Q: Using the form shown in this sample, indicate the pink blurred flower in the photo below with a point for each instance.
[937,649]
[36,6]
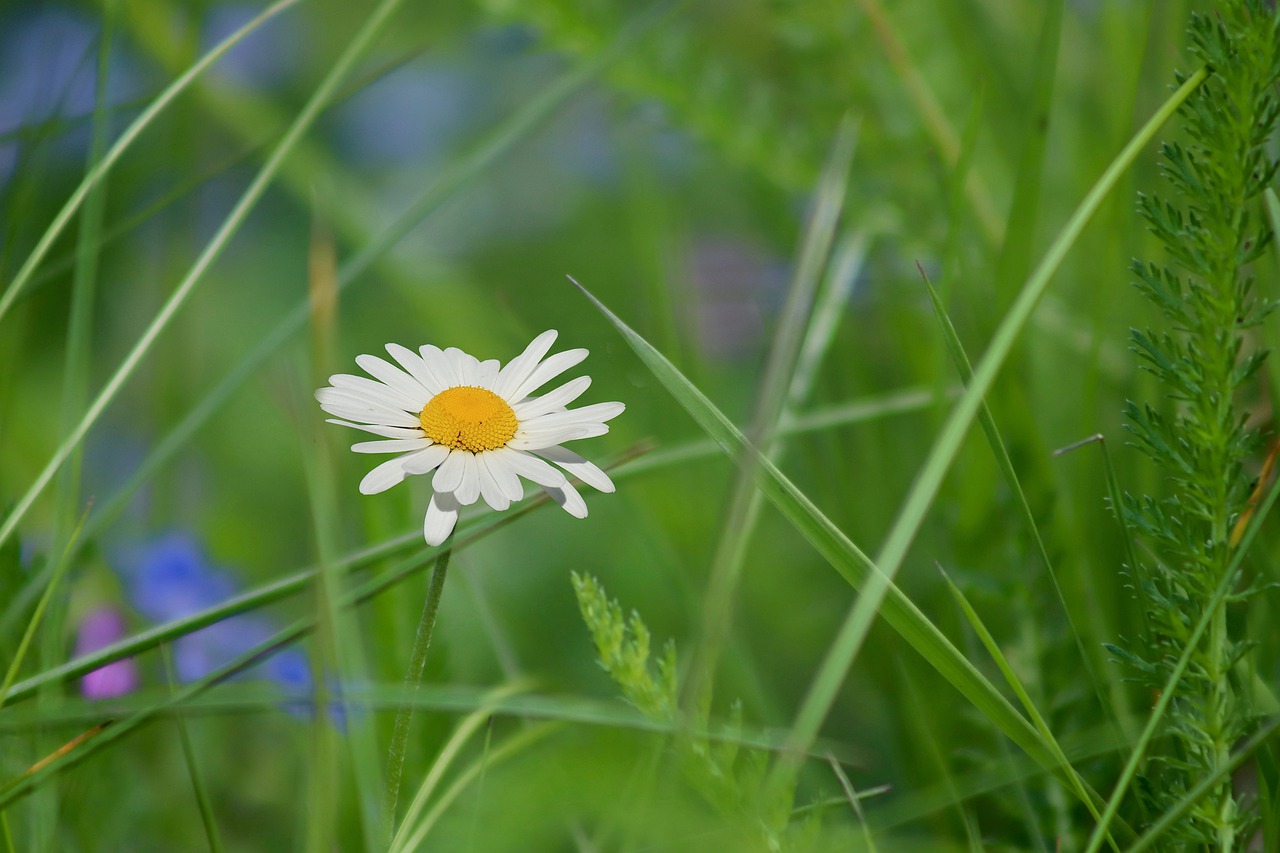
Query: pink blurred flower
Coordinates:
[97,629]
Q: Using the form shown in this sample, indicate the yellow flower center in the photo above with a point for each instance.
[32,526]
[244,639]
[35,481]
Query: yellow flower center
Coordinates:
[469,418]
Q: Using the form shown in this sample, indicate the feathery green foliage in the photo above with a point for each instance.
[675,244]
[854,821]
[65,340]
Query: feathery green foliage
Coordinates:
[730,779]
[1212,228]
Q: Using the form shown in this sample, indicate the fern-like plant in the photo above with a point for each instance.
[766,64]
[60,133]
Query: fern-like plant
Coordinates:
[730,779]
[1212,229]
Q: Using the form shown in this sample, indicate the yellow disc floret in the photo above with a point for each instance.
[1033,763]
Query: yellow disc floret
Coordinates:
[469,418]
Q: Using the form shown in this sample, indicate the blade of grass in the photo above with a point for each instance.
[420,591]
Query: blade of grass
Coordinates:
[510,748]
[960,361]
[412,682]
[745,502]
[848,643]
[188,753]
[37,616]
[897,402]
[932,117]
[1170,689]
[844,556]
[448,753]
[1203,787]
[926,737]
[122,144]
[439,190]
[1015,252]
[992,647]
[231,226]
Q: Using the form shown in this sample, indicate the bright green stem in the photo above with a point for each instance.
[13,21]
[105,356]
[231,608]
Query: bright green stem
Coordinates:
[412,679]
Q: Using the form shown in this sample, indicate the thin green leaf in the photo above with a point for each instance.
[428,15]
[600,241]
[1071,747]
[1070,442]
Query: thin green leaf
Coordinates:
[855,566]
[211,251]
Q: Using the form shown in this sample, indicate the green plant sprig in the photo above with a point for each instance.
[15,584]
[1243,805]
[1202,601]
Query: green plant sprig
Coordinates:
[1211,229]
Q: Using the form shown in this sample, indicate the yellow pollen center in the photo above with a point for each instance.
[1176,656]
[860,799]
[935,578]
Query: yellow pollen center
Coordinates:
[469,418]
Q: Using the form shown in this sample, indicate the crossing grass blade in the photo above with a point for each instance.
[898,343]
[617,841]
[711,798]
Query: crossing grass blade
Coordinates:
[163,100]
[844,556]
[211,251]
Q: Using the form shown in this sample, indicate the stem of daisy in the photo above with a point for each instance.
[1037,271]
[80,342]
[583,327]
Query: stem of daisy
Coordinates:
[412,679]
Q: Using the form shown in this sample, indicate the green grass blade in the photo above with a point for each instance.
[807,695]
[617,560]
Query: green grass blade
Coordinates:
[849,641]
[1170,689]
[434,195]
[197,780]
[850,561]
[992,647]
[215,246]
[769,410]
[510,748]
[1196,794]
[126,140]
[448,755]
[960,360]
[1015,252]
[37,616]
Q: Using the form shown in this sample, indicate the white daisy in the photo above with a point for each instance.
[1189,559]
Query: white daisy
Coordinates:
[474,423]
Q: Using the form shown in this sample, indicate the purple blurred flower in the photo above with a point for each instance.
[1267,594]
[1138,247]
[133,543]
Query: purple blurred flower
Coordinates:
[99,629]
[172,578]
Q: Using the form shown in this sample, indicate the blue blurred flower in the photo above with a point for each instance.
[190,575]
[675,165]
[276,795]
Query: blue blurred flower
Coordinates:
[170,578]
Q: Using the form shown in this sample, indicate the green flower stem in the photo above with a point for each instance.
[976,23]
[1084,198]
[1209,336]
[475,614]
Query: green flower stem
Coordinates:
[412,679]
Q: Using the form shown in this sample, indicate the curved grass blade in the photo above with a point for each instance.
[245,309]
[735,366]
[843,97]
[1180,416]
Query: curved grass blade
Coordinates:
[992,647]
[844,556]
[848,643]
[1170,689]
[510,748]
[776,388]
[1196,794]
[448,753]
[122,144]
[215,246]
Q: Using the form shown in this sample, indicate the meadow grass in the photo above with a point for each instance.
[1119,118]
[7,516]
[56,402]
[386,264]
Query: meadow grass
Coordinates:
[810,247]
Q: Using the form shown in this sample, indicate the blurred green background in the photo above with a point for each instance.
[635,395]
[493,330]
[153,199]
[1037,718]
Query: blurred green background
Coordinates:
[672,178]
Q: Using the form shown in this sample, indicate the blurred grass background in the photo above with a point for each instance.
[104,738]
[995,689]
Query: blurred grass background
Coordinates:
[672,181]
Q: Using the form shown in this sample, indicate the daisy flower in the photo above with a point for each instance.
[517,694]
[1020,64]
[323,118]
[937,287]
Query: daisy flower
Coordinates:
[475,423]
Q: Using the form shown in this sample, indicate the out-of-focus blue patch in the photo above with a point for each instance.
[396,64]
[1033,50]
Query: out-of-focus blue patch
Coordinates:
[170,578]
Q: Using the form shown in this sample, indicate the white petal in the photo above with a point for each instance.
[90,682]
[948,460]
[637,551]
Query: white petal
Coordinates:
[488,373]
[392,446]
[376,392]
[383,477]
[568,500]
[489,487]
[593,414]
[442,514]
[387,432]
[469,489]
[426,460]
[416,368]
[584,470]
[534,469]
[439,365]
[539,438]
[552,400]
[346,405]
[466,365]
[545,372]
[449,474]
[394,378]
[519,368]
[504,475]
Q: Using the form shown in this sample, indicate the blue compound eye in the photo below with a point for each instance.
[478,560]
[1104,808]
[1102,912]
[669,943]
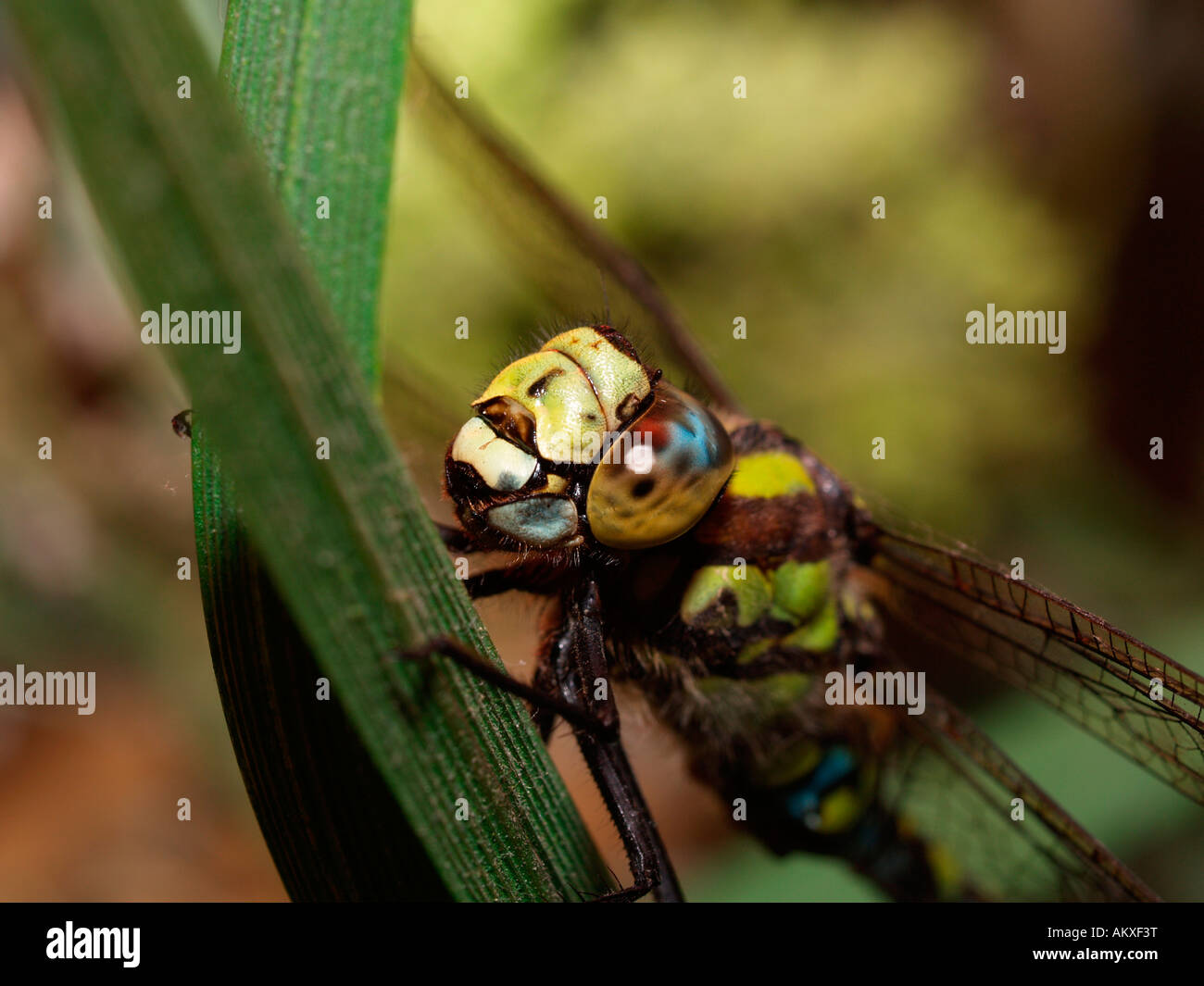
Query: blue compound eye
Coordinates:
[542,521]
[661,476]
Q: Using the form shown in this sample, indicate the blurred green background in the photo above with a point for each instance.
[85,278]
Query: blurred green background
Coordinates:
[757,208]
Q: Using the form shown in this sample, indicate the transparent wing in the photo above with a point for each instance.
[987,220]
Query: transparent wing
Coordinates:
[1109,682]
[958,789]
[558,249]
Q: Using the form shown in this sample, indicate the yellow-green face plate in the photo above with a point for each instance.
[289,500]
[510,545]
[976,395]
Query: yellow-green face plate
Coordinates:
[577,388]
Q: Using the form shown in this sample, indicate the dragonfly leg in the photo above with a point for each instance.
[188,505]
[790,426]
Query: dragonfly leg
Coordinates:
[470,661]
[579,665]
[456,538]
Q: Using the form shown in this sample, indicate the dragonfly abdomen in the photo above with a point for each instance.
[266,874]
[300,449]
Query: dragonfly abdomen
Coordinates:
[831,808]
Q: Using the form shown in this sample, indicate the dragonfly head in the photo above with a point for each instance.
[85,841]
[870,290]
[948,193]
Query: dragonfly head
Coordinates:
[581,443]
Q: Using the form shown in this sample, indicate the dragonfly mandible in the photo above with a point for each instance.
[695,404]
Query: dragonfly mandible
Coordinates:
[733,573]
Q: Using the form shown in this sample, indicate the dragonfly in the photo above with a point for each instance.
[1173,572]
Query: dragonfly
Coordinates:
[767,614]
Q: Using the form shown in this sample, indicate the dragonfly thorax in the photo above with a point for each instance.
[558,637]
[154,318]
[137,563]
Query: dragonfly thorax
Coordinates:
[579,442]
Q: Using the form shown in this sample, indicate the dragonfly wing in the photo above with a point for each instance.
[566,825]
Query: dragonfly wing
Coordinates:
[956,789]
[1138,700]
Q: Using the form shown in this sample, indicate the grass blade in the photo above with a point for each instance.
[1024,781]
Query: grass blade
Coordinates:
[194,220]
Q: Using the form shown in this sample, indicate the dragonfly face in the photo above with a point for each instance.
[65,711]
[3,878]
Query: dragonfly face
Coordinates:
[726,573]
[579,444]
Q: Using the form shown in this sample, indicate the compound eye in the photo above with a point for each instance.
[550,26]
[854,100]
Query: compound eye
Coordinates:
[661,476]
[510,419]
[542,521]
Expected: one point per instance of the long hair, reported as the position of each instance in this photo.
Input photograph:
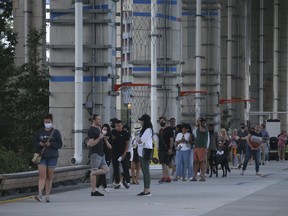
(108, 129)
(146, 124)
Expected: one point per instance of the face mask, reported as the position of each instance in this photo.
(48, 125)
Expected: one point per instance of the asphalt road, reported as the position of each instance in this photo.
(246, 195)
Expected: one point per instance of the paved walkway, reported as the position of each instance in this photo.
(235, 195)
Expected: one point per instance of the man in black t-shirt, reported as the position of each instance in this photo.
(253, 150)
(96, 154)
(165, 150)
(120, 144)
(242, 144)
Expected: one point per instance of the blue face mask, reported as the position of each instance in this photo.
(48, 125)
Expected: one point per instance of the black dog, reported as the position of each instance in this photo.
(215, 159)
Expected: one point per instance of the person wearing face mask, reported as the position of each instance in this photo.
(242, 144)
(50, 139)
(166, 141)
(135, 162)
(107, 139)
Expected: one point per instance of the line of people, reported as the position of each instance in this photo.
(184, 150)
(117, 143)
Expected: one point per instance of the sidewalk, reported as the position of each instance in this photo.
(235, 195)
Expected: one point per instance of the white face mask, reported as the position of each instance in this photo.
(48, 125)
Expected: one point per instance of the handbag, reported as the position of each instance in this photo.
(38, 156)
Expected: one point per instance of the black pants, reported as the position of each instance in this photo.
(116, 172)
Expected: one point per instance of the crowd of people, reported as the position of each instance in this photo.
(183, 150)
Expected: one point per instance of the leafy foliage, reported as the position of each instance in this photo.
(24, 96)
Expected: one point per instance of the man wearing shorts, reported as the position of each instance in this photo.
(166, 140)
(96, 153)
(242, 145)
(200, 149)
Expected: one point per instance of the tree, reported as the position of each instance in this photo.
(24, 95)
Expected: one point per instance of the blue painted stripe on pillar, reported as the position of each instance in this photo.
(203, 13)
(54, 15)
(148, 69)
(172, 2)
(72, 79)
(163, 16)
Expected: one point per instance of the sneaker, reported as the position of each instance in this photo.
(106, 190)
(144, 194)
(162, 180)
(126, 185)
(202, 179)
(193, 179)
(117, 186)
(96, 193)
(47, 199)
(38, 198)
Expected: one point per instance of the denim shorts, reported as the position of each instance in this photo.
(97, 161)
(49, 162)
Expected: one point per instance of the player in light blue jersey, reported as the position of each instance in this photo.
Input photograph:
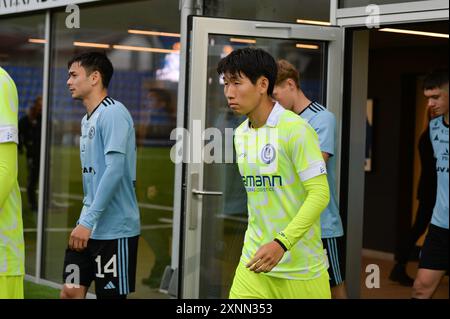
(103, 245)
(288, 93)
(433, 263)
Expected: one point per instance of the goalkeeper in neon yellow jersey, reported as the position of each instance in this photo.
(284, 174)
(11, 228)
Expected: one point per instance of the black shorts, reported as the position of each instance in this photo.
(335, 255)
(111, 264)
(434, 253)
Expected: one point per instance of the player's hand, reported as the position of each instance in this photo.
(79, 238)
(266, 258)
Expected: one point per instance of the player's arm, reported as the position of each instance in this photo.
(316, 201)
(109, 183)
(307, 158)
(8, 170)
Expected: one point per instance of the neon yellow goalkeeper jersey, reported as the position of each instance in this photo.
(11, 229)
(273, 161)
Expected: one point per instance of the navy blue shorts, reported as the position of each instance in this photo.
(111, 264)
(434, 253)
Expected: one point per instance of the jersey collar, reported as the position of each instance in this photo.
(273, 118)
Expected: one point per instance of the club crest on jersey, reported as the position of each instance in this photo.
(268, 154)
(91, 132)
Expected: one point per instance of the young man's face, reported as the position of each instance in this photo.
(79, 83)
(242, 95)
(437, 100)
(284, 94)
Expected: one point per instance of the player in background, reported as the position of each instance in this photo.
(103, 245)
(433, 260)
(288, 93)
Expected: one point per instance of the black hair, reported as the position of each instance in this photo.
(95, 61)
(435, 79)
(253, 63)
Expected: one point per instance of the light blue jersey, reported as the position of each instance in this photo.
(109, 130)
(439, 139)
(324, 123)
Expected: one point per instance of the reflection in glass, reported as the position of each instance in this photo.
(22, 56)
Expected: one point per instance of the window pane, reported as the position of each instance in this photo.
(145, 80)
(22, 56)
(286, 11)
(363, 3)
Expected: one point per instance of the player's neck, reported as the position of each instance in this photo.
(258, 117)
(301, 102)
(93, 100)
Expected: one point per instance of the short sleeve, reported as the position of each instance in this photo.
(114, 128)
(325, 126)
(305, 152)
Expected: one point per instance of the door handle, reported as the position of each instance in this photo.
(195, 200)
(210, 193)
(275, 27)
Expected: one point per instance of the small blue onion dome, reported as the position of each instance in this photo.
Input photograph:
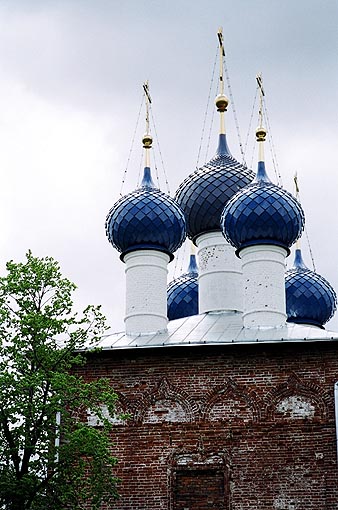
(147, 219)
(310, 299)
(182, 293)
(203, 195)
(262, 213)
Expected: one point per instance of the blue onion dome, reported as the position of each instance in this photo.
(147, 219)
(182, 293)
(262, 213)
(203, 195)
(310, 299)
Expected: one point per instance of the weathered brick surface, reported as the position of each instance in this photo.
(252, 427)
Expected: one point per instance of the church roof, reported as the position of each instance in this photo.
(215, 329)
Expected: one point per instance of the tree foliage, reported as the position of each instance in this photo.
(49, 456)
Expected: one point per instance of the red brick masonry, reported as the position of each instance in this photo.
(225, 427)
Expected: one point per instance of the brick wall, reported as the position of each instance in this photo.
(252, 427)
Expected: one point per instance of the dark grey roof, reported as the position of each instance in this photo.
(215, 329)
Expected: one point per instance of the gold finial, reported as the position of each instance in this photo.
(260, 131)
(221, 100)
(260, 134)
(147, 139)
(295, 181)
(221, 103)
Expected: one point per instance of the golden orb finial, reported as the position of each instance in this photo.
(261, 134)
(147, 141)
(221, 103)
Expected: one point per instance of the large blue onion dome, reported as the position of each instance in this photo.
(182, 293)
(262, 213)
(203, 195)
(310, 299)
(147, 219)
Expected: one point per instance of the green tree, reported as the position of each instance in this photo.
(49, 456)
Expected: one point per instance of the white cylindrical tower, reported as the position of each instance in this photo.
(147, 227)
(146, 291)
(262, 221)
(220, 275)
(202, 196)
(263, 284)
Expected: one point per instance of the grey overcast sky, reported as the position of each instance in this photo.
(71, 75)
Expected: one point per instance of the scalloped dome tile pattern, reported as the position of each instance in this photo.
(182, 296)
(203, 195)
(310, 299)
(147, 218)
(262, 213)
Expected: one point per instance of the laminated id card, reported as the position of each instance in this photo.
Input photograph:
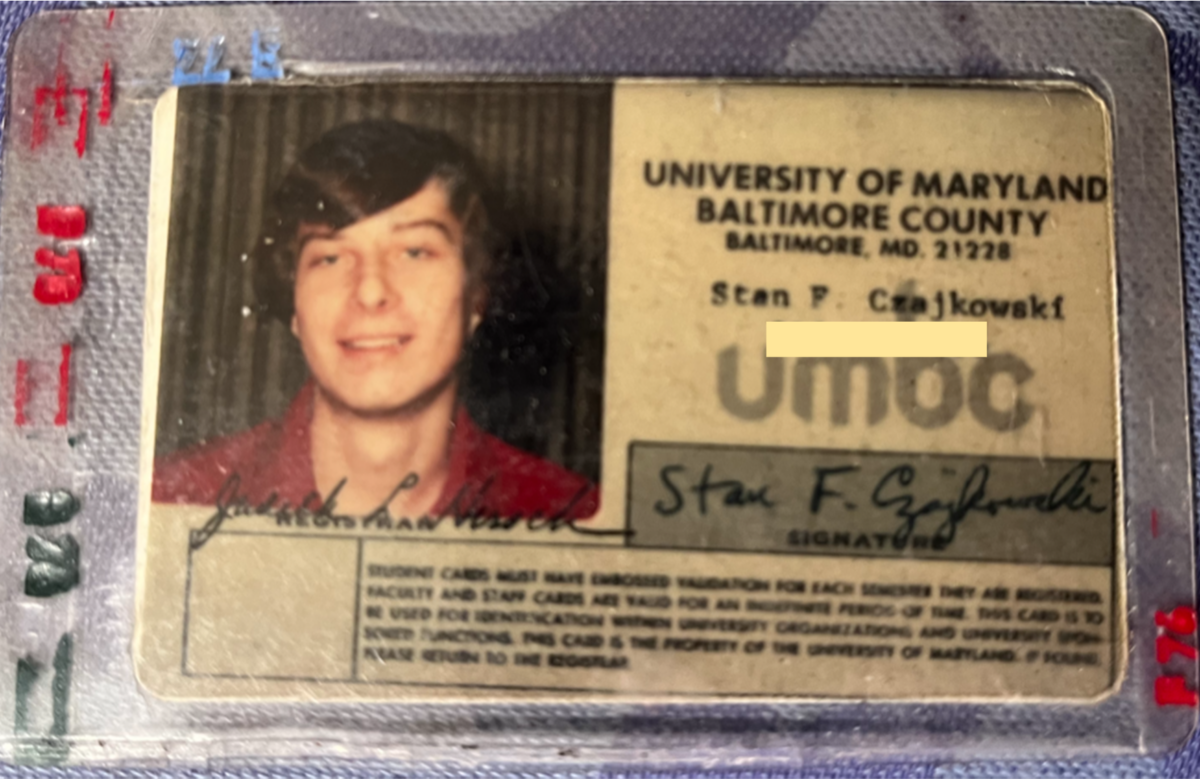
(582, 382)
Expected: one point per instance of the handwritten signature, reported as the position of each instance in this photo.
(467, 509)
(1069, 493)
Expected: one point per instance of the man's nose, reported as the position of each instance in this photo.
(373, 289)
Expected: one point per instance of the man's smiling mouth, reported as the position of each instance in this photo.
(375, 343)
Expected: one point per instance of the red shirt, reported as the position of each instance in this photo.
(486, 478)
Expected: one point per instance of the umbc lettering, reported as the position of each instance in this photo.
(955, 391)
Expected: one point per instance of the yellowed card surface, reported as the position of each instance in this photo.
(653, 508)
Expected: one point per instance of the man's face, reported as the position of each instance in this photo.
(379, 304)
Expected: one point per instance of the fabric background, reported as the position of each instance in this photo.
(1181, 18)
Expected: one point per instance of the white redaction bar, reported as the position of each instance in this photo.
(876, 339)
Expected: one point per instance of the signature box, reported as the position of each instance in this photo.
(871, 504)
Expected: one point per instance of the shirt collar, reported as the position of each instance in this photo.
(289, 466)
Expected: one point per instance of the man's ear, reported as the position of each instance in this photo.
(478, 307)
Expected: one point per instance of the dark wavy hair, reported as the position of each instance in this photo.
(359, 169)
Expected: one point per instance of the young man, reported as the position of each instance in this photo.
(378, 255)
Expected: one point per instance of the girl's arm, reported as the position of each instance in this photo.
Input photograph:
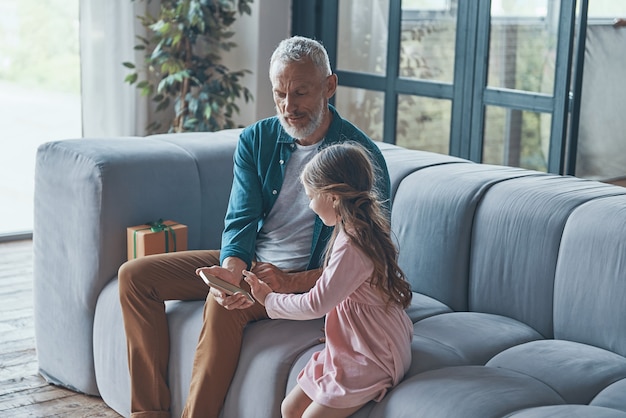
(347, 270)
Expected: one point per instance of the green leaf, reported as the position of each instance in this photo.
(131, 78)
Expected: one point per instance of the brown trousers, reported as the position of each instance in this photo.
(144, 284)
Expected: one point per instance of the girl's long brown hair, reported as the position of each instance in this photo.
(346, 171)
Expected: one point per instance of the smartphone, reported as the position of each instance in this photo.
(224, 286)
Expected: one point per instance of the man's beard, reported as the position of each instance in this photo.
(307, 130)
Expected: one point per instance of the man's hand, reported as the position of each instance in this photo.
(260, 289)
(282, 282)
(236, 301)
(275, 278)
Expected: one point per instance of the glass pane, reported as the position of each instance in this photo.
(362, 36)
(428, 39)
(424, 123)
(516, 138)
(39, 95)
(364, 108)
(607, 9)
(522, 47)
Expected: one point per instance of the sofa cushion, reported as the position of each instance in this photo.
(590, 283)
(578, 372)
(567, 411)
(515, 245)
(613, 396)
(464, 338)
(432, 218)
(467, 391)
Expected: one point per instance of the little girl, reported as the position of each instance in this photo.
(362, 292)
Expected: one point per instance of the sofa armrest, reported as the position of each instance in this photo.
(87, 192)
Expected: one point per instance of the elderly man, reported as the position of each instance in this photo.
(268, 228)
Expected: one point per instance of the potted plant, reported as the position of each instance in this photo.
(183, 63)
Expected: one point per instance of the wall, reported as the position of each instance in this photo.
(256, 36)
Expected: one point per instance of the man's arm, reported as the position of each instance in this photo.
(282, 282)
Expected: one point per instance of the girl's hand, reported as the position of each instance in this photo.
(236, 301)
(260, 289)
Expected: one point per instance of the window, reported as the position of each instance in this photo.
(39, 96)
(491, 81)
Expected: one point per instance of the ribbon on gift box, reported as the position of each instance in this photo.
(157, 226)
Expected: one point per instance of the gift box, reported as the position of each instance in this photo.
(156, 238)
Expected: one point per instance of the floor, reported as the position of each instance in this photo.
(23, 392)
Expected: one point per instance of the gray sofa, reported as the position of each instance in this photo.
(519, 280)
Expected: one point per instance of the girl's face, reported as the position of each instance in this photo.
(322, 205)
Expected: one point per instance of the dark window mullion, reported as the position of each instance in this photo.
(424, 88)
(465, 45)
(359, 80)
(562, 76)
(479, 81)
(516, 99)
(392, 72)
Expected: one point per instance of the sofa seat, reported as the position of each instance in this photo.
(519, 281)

- Work to be completed
Copy the stretch of data from the line containing "Expected: one point per instance of the dark window" through the end of the data, swapping "sofa seat" for "couch cushion" and leaving everything else unchanged.

- The solution
Expected: one point per instance of the dark window mullion, reported as the position of each instance in this photo.
(424, 88)
(465, 45)
(359, 80)
(562, 76)
(479, 81)
(516, 99)
(392, 72)
Expected: one point per instance of the couch cushion, reported as the position of each instance in this photo.
(519, 281)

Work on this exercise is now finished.